Report how many lines in the rows below contain the string "results", treating uppercase and lowercase as different, and give only that number.
[begin Provided data]
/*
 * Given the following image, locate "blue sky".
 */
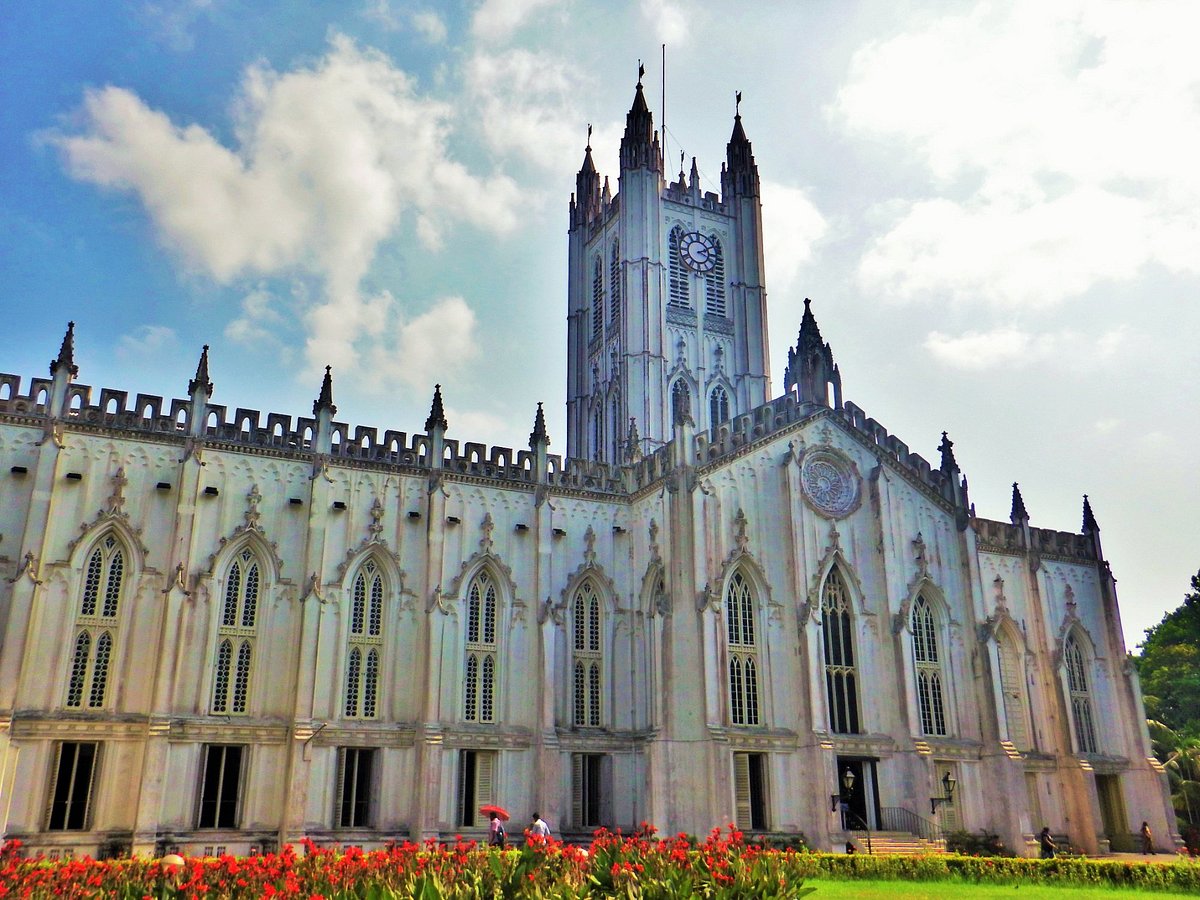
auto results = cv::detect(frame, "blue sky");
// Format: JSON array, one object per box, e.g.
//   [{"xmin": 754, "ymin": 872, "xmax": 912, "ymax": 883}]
[{"xmin": 0, "ymin": 0, "xmax": 1200, "ymax": 647}]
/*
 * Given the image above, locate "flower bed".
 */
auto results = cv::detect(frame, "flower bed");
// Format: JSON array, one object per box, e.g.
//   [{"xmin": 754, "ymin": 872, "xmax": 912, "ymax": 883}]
[{"xmin": 0, "ymin": 826, "xmax": 1200, "ymax": 900}]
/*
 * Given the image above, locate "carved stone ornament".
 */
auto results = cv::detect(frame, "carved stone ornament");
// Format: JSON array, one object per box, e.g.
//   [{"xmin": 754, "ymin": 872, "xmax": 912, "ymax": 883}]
[{"xmin": 799, "ymin": 445, "xmax": 863, "ymax": 518}]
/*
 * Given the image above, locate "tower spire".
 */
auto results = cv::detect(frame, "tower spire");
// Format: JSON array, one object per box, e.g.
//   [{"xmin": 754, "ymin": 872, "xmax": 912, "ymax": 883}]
[
  {"xmin": 1008, "ymin": 481, "xmax": 1030, "ymax": 524},
  {"xmin": 187, "ymin": 344, "xmax": 212, "ymax": 397},
  {"xmin": 312, "ymin": 366, "xmax": 337, "ymax": 415},
  {"xmin": 50, "ymin": 322, "xmax": 79, "ymax": 378}
]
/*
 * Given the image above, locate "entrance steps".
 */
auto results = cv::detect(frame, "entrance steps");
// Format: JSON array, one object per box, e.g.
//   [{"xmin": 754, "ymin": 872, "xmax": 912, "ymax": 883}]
[{"xmin": 848, "ymin": 832, "xmax": 946, "ymax": 857}]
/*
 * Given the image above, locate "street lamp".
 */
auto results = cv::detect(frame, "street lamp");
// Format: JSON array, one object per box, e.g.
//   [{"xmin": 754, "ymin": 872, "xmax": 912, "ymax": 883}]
[{"xmin": 929, "ymin": 772, "xmax": 959, "ymax": 815}]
[end Provided data]
Output:
6